* [Instructions for the task] Each line below from the line with "Task: place a pin on each instance of the deer ear." to the line with "Task: place a pin on each instance of the deer rump." must be copied exactly, including those two, and no picture may appear in the copy.

* [Extracted records]
____________

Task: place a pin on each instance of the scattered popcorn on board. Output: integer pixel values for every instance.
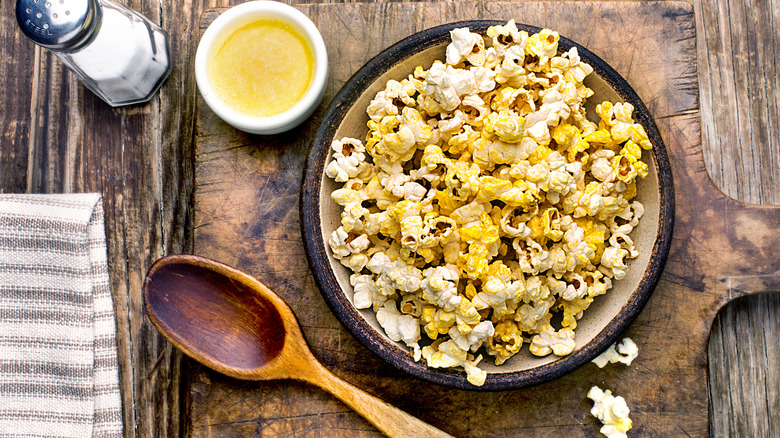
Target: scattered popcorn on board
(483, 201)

____________

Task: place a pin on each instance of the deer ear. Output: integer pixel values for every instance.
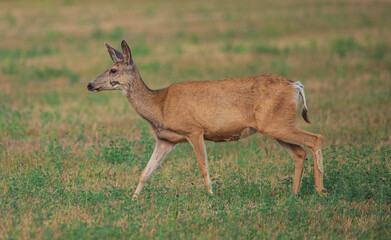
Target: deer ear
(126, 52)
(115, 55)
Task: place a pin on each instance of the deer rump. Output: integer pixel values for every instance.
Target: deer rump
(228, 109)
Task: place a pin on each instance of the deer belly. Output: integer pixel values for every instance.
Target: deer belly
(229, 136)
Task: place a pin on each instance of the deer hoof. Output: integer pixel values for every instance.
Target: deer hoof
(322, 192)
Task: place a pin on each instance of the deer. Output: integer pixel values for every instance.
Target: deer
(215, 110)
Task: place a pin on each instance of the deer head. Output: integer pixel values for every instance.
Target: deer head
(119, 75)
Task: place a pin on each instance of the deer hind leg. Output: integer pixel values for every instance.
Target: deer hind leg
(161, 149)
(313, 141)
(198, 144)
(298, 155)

____________

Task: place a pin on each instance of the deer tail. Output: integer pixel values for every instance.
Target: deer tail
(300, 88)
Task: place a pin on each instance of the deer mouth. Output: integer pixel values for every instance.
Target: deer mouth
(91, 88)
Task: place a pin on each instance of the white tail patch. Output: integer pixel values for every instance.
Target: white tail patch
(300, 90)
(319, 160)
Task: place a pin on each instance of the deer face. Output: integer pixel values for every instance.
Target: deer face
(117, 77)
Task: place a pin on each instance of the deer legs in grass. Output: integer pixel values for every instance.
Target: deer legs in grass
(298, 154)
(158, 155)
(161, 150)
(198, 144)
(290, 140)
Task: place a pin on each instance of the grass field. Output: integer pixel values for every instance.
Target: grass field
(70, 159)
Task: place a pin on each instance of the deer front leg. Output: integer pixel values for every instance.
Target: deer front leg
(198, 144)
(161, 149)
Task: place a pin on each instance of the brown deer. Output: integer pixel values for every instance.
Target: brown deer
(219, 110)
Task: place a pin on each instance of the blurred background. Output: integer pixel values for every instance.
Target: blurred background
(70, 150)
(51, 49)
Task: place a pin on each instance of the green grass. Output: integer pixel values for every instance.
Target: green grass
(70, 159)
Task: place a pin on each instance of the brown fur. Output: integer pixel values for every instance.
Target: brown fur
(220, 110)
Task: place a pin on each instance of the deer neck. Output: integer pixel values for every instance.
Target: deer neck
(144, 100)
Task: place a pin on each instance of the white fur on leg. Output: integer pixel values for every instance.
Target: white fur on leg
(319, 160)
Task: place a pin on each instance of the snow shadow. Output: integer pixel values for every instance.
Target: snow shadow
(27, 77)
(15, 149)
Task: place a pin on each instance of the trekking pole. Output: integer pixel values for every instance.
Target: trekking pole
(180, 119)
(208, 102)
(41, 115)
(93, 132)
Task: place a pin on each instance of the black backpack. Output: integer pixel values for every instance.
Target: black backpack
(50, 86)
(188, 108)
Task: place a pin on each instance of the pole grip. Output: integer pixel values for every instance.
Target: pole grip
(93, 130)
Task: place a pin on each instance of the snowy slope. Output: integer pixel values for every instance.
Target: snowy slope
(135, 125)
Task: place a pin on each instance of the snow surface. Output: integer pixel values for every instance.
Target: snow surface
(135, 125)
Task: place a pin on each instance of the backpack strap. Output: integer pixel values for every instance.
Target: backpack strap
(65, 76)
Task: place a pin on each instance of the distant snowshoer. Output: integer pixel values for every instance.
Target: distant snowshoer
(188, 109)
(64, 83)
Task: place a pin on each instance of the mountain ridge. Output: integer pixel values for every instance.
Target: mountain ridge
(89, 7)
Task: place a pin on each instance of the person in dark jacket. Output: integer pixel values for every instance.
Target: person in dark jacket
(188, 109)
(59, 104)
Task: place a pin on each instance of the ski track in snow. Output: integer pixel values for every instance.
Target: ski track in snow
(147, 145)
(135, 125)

____________

* [Answer space]
Task: place a pin on each instance of the deer ear. Output: integer pixel values for every instance.
Target: deer ear
(126, 52)
(115, 55)
Task: place a pin on each instance of the deer rump. Output: integer pixel values for every instance.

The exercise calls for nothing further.